Write out all of the lines below, exactly and completely.

---*---

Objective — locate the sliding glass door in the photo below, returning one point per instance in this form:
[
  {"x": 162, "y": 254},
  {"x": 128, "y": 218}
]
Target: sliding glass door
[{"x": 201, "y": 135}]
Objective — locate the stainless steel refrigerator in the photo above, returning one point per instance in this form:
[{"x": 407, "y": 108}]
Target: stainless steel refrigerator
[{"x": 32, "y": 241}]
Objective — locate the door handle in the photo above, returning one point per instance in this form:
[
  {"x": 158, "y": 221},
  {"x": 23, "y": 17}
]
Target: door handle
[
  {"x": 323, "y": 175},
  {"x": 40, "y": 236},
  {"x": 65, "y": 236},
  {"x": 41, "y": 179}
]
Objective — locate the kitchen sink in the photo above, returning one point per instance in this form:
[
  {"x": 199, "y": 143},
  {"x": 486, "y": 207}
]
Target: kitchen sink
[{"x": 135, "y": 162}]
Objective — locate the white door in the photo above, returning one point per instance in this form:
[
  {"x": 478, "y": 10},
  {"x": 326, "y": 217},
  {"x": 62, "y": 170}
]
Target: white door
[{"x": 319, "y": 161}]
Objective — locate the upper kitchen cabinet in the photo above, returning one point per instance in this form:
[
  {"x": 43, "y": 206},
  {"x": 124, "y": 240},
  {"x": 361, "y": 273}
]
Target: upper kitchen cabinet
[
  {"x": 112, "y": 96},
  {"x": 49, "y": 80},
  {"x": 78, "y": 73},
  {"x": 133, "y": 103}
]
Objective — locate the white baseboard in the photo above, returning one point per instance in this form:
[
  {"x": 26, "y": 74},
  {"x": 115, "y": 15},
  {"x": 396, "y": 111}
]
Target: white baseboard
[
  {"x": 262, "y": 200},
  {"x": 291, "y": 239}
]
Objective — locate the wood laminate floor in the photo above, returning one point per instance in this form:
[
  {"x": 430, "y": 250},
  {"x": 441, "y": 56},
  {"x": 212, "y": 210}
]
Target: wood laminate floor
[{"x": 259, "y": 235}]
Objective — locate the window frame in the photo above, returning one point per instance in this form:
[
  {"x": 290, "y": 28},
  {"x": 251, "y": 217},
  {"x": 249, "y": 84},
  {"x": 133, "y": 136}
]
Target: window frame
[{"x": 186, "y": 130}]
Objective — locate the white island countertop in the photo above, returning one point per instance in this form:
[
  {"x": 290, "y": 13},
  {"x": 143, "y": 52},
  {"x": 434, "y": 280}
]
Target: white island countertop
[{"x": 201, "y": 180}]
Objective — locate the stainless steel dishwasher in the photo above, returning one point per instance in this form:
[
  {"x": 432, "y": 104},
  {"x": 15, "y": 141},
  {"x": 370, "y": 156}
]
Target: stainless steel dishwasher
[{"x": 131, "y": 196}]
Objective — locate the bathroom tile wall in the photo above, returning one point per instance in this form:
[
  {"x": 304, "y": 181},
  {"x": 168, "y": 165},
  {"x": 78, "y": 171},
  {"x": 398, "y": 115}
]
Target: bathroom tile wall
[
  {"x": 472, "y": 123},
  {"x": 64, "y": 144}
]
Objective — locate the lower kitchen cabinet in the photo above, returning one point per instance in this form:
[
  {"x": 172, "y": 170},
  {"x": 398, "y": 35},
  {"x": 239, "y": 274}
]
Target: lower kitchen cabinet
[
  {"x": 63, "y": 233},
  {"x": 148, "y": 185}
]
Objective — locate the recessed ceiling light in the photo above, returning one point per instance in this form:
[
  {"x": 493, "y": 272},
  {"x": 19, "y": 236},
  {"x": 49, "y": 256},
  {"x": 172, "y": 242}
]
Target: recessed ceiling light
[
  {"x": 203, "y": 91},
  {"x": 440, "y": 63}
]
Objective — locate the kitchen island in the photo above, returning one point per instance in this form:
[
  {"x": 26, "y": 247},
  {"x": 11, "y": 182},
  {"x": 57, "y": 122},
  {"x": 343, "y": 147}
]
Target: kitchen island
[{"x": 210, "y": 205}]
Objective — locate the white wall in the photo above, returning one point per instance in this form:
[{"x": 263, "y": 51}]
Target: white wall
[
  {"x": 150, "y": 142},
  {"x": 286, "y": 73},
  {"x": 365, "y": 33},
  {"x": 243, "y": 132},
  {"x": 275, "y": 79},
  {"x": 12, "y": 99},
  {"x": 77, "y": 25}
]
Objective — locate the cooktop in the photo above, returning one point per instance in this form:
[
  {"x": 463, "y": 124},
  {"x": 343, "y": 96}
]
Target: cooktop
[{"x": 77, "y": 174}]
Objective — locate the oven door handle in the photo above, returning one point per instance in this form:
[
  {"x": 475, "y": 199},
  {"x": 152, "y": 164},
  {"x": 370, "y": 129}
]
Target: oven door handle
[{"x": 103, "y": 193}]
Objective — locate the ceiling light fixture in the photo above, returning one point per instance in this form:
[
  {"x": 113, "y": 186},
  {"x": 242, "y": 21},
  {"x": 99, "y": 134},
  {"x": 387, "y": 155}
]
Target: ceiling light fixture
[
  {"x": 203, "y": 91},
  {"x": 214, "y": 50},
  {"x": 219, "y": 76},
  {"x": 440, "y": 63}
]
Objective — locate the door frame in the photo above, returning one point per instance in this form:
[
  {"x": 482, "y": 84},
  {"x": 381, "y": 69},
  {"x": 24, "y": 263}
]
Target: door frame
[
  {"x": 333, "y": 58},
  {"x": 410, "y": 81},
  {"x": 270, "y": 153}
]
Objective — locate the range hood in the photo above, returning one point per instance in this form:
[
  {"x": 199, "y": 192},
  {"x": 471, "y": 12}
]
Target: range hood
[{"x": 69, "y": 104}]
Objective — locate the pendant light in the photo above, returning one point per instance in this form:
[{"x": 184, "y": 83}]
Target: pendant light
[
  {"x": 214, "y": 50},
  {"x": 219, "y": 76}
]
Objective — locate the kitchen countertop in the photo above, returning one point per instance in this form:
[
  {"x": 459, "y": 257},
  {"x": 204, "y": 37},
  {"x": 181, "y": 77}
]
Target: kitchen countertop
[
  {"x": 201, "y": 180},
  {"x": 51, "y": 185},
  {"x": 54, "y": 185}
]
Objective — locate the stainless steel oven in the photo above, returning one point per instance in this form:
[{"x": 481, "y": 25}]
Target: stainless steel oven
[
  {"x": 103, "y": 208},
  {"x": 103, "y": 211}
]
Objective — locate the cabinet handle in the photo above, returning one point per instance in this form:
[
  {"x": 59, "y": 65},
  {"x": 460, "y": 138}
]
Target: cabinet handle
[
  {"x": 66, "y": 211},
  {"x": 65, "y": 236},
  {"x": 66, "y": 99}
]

---*---

TASK RESULT:
Objective — locate the sliding glass door in the photo below, returning one point per instance in this form:
[
  {"x": 162, "y": 254},
  {"x": 128, "y": 218}
]
Target: sliding glass door
[{"x": 201, "y": 135}]
Objective — locate the stainless steel refrigerator in the photo above, returning one point per instance in this form:
[{"x": 407, "y": 108}]
Target: stainless steel refrigerator
[{"x": 32, "y": 241}]
Objective — locate the door handle in the photo above, returning one point per instance in this form:
[
  {"x": 158, "y": 221},
  {"x": 23, "y": 17}
]
Target: door handle
[
  {"x": 323, "y": 175},
  {"x": 40, "y": 236},
  {"x": 65, "y": 236},
  {"x": 41, "y": 179}
]
Objective — locate the kitchen sink in the photo above, returning one point per instance in this form:
[
  {"x": 199, "y": 143},
  {"x": 486, "y": 207}
]
Target: kitchen sink
[{"x": 135, "y": 162}]
Objective — locate the white door in the photo above, returning one point per instance in this form:
[
  {"x": 478, "y": 10},
  {"x": 326, "y": 217},
  {"x": 62, "y": 170}
]
Target: white door
[{"x": 319, "y": 161}]
Objective — locate the upper kitchen cabinet in the photo above, returning one point per instance in this form:
[
  {"x": 43, "y": 206},
  {"x": 124, "y": 240},
  {"x": 361, "y": 273}
]
Target: upper kitchen cabinet
[
  {"x": 112, "y": 96},
  {"x": 49, "y": 80},
  {"x": 78, "y": 73},
  {"x": 133, "y": 103}
]
Objective — locate the white baseboard in the photo above, returning one point per instance in this form:
[
  {"x": 26, "y": 74},
  {"x": 115, "y": 15},
  {"x": 396, "y": 111}
]
Target: white baseboard
[
  {"x": 262, "y": 200},
  {"x": 291, "y": 239}
]
Objective — locate the wood laminate floor in the photo above, returning one point per instance in this form:
[
  {"x": 430, "y": 250},
  {"x": 441, "y": 56},
  {"x": 212, "y": 210}
]
Target: wood laminate floor
[{"x": 259, "y": 235}]
Objective — locate the window frame in the photo above, returning one point per instance in this form:
[
  {"x": 290, "y": 28},
  {"x": 251, "y": 217},
  {"x": 249, "y": 84},
  {"x": 133, "y": 136}
]
Target: window frame
[{"x": 186, "y": 130}]
Objective — locate the white island countertop in the photo above, returning one point per instance in this form:
[
  {"x": 290, "y": 13},
  {"x": 143, "y": 52},
  {"x": 434, "y": 280}
]
Target: white island countertop
[{"x": 201, "y": 180}]
Objective — locate the stainless steel dishwasher in the photo above, returning one point per instance in this form:
[
  {"x": 432, "y": 104},
  {"x": 15, "y": 141},
  {"x": 370, "y": 156}
]
Target: stainless steel dishwasher
[{"x": 131, "y": 196}]
Objective — locate the bathroom tile wall in the photo above, returning one point per instance in this form:
[
  {"x": 304, "y": 181},
  {"x": 168, "y": 165},
  {"x": 78, "y": 171},
  {"x": 398, "y": 115}
]
Target: bathroom tile wall
[
  {"x": 472, "y": 123},
  {"x": 64, "y": 144}
]
Objective — locate the lower kitchen cabinet in the photo above, returning one point per instance in this form:
[
  {"x": 172, "y": 170},
  {"x": 398, "y": 35},
  {"x": 239, "y": 274}
]
Target: lower kitchen cabinet
[
  {"x": 63, "y": 233},
  {"x": 148, "y": 185}
]
Objective — locate the recessed ceiling light in the photo above, returning one point per instance in this form:
[
  {"x": 493, "y": 272},
  {"x": 19, "y": 236},
  {"x": 49, "y": 256},
  {"x": 172, "y": 242}
]
Target: recessed ceiling light
[
  {"x": 203, "y": 91},
  {"x": 440, "y": 63}
]
Objective — locate the kitchen island in the photo above, returning one point per instance in this form:
[
  {"x": 26, "y": 247},
  {"x": 11, "y": 182},
  {"x": 57, "y": 122},
  {"x": 343, "y": 147}
]
Target: kitchen island
[{"x": 210, "y": 205}]
Objective — locate the white wall in the photo above, returning one point per instance in this form:
[{"x": 263, "y": 51}]
Target: white wall
[
  {"x": 150, "y": 142},
  {"x": 286, "y": 73},
  {"x": 365, "y": 33},
  {"x": 243, "y": 132},
  {"x": 275, "y": 79},
  {"x": 12, "y": 99},
  {"x": 77, "y": 25}
]
Objective — locate the cooktop in the photo above, returning one point per instance in this form:
[
  {"x": 463, "y": 124},
  {"x": 343, "y": 96}
]
Target: cooktop
[{"x": 77, "y": 174}]
Objective — locate the oven door handle in the photo above, returning one point per instance in this form:
[
  {"x": 475, "y": 199},
  {"x": 152, "y": 164},
  {"x": 370, "y": 129}
]
Target: oven door handle
[{"x": 103, "y": 193}]
Objective — locate the ceiling light fixture in the photo above, returning one point per instance in this form:
[
  {"x": 113, "y": 186},
  {"x": 242, "y": 21},
  {"x": 99, "y": 134},
  {"x": 387, "y": 155}
]
Target: ceiling light fixture
[
  {"x": 203, "y": 91},
  {"x": 214, "y": 50},
  {"x": 219, "y": 76},
  {"x": 440, "y": 63}
]
Objective — locate the door frame in the photo above, returning one point per instance in this form:
[
  {"x": 482, "y": 84},
  {"x": 381, "y": 69},
  {"x": 24, "y": 263}
]
Target: door frame
[
  {"x": 333, "y": 58},
  {"x": 410, "y": 81},
  {"x": 270, "y": 153}
]
Objective — locate the range hood in the photo above, returning one point per instance in this form:
[
  {"x": 199, "y": 192},
  {"x": 471, "y": 12}
]
Target: range hood
[{"x": 69, "y": 104}]
Objective — locate the pendant light in the photo above, returning one point per instance in this form:
[{"x": 184, "y": 83}]
Target: pendant light
[
  {"x": 214, "y": 50},
  {"x": 219, "y": 76}
]
Objective — locate the kitchen countertop in the photo above, returning one point per instance in this form:
[
  {"x": 459, "y": 257},
  {"x": 204, "y": 37},
  {"x": 181, "y": 77}
]
Target: kitchen countertop
[
  {"x": 201, "y": 180},
  {"x": 51, "y": 185},
  {"x": 54, "y": 185}
]
Objective — locate the stainless steel oven in the photo above, returning one point per instance in this form:
[{"x": 481, "y": 25}]
Target: stainless steel oven
[
  {"x": 103, "y": 208},
  {"x": 103, "y": 211}
]
Objective — locate the cabinet handle in the photo above, returning one point per instance in this form:
[
  {"x": 59, "y": 65},
  {"x": 460, "y": 138}
]
Target: cabinet handle
[
  {"x": 66, "y": 211},
  {"x": 65, "y": 236},
  {"x": 66, "y": 99}
]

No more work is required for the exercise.